Point labeling items
↓
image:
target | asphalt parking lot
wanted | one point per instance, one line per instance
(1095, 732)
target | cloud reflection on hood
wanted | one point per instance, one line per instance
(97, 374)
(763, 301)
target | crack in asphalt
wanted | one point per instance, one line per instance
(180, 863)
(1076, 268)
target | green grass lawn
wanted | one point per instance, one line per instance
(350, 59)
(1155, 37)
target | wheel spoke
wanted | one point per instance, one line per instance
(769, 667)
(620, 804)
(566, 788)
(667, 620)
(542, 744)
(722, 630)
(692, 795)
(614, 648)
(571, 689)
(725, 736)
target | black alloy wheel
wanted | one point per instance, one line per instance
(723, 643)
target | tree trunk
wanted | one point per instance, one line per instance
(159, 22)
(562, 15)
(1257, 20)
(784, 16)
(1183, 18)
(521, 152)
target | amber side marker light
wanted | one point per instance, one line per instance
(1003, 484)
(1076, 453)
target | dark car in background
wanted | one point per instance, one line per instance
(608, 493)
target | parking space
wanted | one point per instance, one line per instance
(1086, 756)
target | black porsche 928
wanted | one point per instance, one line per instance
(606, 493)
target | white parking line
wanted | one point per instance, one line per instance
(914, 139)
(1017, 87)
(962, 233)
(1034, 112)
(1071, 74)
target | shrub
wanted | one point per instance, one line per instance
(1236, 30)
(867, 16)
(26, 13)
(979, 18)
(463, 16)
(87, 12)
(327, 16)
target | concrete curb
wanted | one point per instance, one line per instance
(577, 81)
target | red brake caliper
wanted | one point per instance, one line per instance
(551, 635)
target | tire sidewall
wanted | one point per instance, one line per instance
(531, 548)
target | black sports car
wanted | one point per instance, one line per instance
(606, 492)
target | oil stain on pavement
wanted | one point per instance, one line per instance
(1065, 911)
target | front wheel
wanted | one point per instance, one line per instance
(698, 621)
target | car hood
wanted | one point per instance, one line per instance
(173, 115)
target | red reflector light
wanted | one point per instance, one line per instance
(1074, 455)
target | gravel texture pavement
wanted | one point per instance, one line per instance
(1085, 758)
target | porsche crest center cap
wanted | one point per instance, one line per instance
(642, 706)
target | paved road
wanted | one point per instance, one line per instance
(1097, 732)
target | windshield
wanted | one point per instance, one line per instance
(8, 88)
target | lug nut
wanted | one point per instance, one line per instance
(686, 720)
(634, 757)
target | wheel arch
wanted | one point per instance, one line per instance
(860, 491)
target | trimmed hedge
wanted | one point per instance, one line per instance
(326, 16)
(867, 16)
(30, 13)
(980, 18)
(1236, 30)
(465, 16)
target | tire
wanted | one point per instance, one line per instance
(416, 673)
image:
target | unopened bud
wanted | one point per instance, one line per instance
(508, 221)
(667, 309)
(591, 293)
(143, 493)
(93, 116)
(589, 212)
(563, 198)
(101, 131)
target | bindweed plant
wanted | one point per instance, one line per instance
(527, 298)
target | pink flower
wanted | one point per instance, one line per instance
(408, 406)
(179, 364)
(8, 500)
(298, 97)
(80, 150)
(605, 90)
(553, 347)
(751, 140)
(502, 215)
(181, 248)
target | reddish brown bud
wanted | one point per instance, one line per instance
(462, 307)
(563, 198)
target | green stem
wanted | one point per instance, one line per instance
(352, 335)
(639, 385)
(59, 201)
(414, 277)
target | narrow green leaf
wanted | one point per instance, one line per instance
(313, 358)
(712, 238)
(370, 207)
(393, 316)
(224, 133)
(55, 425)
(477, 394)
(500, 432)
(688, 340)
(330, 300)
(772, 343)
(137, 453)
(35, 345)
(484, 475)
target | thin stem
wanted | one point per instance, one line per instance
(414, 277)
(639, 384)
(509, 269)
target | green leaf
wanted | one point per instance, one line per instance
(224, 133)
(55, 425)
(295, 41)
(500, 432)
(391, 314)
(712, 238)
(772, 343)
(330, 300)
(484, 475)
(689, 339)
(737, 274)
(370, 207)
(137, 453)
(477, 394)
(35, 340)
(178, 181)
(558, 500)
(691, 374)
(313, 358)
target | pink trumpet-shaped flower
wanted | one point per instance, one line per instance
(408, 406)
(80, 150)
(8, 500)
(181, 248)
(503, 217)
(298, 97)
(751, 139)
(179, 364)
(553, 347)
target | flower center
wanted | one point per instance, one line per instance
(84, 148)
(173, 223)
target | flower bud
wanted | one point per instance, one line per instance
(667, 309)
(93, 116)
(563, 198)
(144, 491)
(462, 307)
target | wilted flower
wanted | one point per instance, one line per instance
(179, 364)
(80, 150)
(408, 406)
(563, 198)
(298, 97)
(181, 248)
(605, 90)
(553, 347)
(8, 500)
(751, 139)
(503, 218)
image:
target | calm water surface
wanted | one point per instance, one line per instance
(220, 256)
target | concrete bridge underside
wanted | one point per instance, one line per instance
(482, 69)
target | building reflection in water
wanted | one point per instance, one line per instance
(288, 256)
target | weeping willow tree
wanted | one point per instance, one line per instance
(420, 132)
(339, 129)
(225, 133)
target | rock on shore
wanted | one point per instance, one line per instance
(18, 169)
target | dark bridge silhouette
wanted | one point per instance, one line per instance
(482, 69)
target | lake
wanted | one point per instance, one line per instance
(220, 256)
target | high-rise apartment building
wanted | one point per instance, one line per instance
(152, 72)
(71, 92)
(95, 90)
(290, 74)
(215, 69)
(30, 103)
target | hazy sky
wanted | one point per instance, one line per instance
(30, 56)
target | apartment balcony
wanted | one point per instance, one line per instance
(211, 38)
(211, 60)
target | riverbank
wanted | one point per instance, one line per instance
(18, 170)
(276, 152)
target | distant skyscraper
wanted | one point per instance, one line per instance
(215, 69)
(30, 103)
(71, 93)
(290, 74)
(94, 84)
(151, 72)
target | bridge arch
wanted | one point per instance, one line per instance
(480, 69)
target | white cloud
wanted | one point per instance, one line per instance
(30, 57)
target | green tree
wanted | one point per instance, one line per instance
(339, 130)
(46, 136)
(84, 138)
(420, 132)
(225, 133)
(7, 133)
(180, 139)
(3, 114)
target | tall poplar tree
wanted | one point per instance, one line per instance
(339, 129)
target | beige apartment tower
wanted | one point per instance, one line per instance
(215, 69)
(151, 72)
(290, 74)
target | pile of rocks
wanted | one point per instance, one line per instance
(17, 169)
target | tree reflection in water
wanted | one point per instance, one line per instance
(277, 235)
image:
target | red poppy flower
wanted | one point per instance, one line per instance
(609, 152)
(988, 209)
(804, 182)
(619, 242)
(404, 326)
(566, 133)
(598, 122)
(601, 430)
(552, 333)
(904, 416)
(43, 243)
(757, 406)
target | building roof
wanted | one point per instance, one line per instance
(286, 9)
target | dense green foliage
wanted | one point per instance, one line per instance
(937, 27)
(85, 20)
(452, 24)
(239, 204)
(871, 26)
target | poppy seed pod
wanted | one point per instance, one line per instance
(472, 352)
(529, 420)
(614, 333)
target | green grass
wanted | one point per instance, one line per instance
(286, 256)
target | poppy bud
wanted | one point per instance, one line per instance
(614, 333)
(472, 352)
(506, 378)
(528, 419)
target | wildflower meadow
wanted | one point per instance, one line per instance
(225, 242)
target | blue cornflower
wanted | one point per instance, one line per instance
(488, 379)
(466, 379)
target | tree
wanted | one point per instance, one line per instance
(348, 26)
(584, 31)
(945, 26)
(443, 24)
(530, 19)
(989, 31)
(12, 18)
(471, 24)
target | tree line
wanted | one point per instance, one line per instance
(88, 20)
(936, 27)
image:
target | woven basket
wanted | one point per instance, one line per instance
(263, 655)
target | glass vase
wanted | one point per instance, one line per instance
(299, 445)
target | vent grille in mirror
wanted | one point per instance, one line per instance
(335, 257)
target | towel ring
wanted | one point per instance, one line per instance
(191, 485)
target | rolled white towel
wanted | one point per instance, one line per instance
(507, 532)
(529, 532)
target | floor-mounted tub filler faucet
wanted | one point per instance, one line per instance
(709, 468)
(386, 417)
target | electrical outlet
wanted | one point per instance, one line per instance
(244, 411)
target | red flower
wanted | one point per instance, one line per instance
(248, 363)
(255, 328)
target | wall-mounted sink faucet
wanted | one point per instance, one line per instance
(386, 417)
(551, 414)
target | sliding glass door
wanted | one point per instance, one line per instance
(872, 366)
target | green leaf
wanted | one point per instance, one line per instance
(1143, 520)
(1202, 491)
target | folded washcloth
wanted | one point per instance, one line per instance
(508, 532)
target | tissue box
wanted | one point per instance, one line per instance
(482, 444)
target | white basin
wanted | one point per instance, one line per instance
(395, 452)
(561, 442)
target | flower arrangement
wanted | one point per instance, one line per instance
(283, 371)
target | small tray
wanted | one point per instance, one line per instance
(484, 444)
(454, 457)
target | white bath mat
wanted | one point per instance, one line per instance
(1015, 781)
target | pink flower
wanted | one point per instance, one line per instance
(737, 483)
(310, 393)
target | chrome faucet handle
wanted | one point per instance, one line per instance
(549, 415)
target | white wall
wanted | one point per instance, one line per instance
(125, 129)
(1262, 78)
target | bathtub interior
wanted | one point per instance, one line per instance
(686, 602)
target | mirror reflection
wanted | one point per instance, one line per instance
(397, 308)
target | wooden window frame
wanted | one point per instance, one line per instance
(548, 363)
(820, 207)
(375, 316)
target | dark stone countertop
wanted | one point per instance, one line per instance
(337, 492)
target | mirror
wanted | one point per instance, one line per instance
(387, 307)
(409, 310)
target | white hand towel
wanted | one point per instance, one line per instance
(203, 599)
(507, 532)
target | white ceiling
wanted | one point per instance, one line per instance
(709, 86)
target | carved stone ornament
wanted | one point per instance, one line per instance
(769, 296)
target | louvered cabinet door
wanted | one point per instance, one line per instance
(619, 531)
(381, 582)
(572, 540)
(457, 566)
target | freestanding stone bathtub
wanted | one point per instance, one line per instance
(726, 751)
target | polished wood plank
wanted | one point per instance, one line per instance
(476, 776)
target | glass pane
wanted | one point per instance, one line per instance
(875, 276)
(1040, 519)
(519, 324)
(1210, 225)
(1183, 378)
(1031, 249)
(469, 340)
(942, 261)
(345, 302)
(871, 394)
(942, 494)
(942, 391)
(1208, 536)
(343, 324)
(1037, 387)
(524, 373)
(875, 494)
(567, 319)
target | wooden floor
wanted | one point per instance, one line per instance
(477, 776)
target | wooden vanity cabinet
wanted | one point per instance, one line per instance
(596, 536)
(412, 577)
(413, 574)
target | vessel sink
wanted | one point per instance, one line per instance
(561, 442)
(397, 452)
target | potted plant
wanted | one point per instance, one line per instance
↑
## WRITTEN PROBLEM
Reproduce verbatim the lines of the items above, beginning with the line containing "target | white ceiling" and continuing through the final line of the items.

## RESPONSE TO THIS TASK
target | white ceiling
wanted | one point per instance, one line per instance
(709, 86)
target | carved stone ornament
wanted | one point per instance, one line per instance
(769, 296)
target | louvered cabinet door
wanted | one point per instance, one line per instance
(619, 531)
(381, 582)
(572, 540)
(457, 566)
target | freestanding stone bathtub
wanted | one point per instance, one line per instance
(726, 751)
target | polished wood plank
wanted | one point per instance, one line per instance
(476, 776)
target | glass pane
wanted | one point per instance, one line per instance
(875, 276)
(1040, 519)
(519, 324)
(1210, 225)
(1183, 378)
(1031, 249)
(469, 340)
(942, 261)
(345, 302)
(871, 394)
(942, 494)
(942, 391)
(1208, 536)
(343, 324)
(1037, 387)
(524, 373)
(875, 494)
(567, 319)
target | wooden floor
wanted | one point per instance, one line per instance
(477, 776)
target | wooden vanity cabinet
wanted | one point per instance, one line per instance
(596, 536)
(412, 577)
(413, 574)
target | vessel sink
wanted | one point per instance, one line per instance
(561, 442)
(397, 452)
target | potted plant
wanted | one point per instance, one line per instance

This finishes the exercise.